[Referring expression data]
○ ○ ○

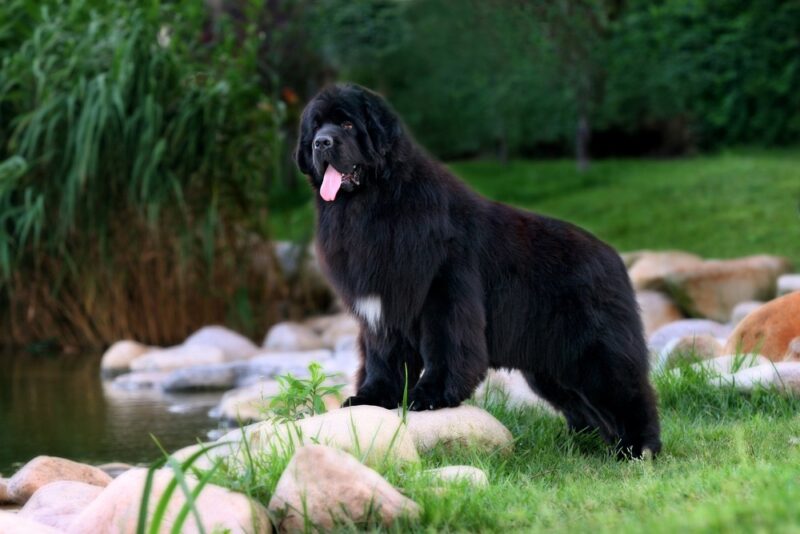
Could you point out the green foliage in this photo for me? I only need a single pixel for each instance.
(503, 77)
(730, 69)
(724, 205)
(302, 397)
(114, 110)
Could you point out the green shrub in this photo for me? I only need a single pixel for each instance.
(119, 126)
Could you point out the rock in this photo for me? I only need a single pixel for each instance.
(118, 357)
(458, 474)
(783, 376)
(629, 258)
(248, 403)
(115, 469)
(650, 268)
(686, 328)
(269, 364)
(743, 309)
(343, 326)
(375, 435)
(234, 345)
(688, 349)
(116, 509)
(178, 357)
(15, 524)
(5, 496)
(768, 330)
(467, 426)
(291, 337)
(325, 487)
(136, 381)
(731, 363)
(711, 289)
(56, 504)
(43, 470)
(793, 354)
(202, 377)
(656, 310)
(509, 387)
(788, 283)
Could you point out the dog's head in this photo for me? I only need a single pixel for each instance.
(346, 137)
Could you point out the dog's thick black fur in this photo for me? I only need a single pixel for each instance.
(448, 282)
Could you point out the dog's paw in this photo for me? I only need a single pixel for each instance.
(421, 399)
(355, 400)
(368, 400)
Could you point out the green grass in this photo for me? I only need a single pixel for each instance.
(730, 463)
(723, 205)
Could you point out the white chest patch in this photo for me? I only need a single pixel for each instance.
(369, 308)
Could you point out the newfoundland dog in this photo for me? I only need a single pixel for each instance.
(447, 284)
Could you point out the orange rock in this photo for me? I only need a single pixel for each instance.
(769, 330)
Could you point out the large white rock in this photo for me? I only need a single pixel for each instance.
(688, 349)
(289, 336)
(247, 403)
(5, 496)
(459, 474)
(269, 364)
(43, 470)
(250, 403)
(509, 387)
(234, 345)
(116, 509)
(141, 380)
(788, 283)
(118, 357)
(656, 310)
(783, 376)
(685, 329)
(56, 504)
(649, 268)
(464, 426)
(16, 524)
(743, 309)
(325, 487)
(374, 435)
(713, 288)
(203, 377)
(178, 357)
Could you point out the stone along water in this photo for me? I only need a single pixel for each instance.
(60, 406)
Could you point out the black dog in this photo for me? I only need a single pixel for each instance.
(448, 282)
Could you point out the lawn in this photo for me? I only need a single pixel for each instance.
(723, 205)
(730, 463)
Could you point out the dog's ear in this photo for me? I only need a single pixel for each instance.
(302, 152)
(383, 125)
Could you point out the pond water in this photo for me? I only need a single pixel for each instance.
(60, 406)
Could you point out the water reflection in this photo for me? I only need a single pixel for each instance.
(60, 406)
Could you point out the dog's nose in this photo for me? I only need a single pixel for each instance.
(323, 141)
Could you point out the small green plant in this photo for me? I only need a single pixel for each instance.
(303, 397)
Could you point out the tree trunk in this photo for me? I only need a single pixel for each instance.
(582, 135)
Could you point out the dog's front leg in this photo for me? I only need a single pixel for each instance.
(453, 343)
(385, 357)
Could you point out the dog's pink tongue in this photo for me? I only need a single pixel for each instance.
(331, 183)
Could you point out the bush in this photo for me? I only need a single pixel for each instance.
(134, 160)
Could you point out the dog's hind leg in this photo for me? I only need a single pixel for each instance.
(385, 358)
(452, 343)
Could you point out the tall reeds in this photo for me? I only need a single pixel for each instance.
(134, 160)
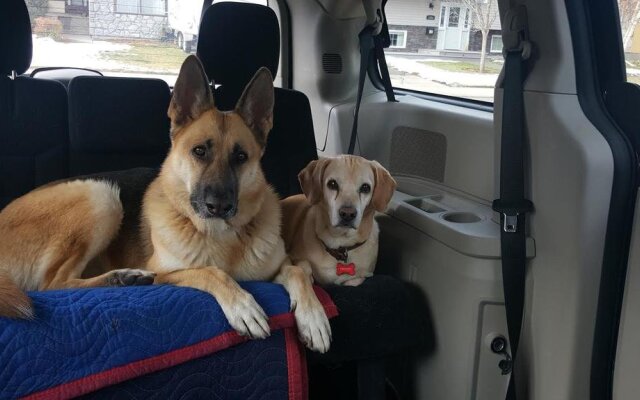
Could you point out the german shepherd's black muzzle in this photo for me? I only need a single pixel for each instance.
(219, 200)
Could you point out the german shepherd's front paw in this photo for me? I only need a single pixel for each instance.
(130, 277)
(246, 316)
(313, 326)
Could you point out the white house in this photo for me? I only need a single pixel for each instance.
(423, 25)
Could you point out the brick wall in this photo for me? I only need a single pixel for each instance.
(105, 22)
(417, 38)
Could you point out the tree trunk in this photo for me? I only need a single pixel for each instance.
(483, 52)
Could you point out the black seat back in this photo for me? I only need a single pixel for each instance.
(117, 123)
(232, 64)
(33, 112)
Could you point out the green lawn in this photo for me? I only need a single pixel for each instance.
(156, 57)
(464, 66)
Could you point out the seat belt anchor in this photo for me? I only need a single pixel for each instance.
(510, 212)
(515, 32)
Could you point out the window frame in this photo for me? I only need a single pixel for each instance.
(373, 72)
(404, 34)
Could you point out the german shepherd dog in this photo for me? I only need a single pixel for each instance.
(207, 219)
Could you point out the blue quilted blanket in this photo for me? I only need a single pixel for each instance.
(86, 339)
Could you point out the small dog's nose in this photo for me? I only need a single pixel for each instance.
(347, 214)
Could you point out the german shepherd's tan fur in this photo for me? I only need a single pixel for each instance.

○ ○ ○

Repeat the data exactly. No pictures should appear.

### [FINISHED TASK]
Could you point out the green foliage in this photo for me? I only need a single pixel for each instance.
(503, 77)
(730, 69)
(724, 205)
(302, 397)
(114, 110)
Could you point out the green shrub in this photo for me? I only need a single pixel for each instance.
(119, 126)
Could you point out the rock in this photo for me? I only need a single pixel for each instance.
(118, 357)
(458, 474)
(783, 376)
(629, 258)
(248, 403)
(115, 469)
(650, 268)
(686, 328)
(269, 364)
(743, 309)
(343, 326)
(375, 435)
(234, 345)
(688, 349)
(116, 509)
(178, 357)
(15, 524)
(5, 496)
(768, 330)
(467, 426)
(291, 337)
(325, 487)
(136, 381)
(731, 363)
(711, 289)
(56, 504)
(43, 470)
(793, 354)
(202, 377)
(656, 310)
(509, 387)
(788, 283)
Could you point out the dog's head in this photo for me? I only need a single pixel for each instance.
(346, 137)
Could you point out the dog's thick black fur in this photo for me? I only need a single pixel for each instance.
(448, 282)
Could you point out the dog's paw in this photo for me? I only need a single pixel for each instance.
(421, 399)
(355, 400)
(368, 400)
Could you point out the green grass in this photo for me? I only need a single pixel for each instance.
(730, 463)
(723, 205)
Could you point out the white chest patch in this photo for me? I only need a single pixel for each instance.
(369, 308)
Could you point out the newfoundland dog in this photo for me? I only need a single pixel for each instance.
(447, 284)
Could you point out the orange rock in this photo for me? I only need a single pixel for each instance.
(769, 330)
Could you point out the large white rock in this photo for me? I only need a single pixel for each instance.
(688, 349)
(289, 336)
(247, 403)
(5, 496)
(459, 474)
(269, 364)
(43, 470)
(250, 403)
(509, 387)
(234, 345)
(116, 509)
(141, 380)
(788, 283)
(118, 357)
(656, 310)
(783, 376)
(685, 329)
(56, 504)
(649, 268)
(464, 426)
(16, 524)
(743, 309)
(325, 487)
(374, 435)
(713, 288)
(203, 377)
(178, 357)
Could you point out the stone along water in this photo for me? I only need a single pixel for each instance.
(60, 406)
Could you point out the black dog in this photo for me? I only need a single pixel for each instance.
(448, 282)
Could you point out the lawn in this photo for me? I only need a single pixel for each instance.
(723, 205)
(730, 463)
Could you point out the dog's ear in this photo for me? I only need a single pixel for each instance.
(302, 152)
(383, 125)
Could you point out the pond water in this photo for me? I only need a single pixel for each instance.
(60, 406)
Could you point out the water reflection in this photo for me? I only need a single pixel for each instance.
(60, 406)
Could you point out the dog's nose in this photo for me? I only need a single pixel for each instance.
(323, 141)
Could you point out the small green plant in this photo for me? I only need a single pixel for each instance.
(303, 397)
Could you point out the tree trunk in this photo for me? I only need a single pixel for each instance.
(582, 135)
Could you point out the dog's front leg in this photo for me? I only need a single pixel for each instance.
(453, 343)
(385, 357)
Could you point out the dog's pink tongue in this photo for me? I only need a single pixel for each instance.
(331, 183)
Could you point out the bush in this photo for me? I only need a single pixel for each instance.
(134, 160)
Could you point out the dog's hind leg in this photo for me? I only need a single pixel for each instance.
(385, 358)
(452, 343)
Could you point out the tall reeds in this photo for me? I only need a single pixel for each instance.
(134, 160)
Could you point out the german shepherd's black muzzle in this photo for me? I only need a single pixel for each instance.
(219, 200)
Could you point out the german shepherd's front paw in this photo for me? I only need a single pixel for each instance.
(130, 277)
(246, 316)
(313, 326)
Could you point out the white house in this photo for me? I only need a single pixel for each instance.
(423, 25)
Could you point out the brick wall in this photo for me? I only need a single pixel for each instance.
(105, 22)
(417, 38)
Could you point out the tree trunk in this photo for me? I only need a single pixel for each instance.
(483, 52)
Could you point out the black seat back in this photo for me? I only need a single pixel for each instance.
(117, 123)
(232, 64)
(33, 112)
Could you point out the green lawn in this photo for me? I only need a single pixel for each instance.
(156, 57)
(464, 66)
Could you point out the seat belt anchor in this photo for me? I only need a single pixel for each instance.
(510, 212)
(515, 32)
Could you point out the window frame in this photo for me? I only need a single pixel for each instance.
(373, 72)
(404, 34)
Could you point out the german shepherd dog in this photo for me? I only need a single pixel for each instance.
(207, 219)
Could you point out the blue quilted blanket in this photo for me? I only need a single pixel for each instance.
(86, 339)
Could you point out the small dog's nose in this photo for me? I only need a single pixel for each instance.
(347, 214)
Could you point out the german shepherd's tan fur in this photo for me? I only need a single pixel for each instance.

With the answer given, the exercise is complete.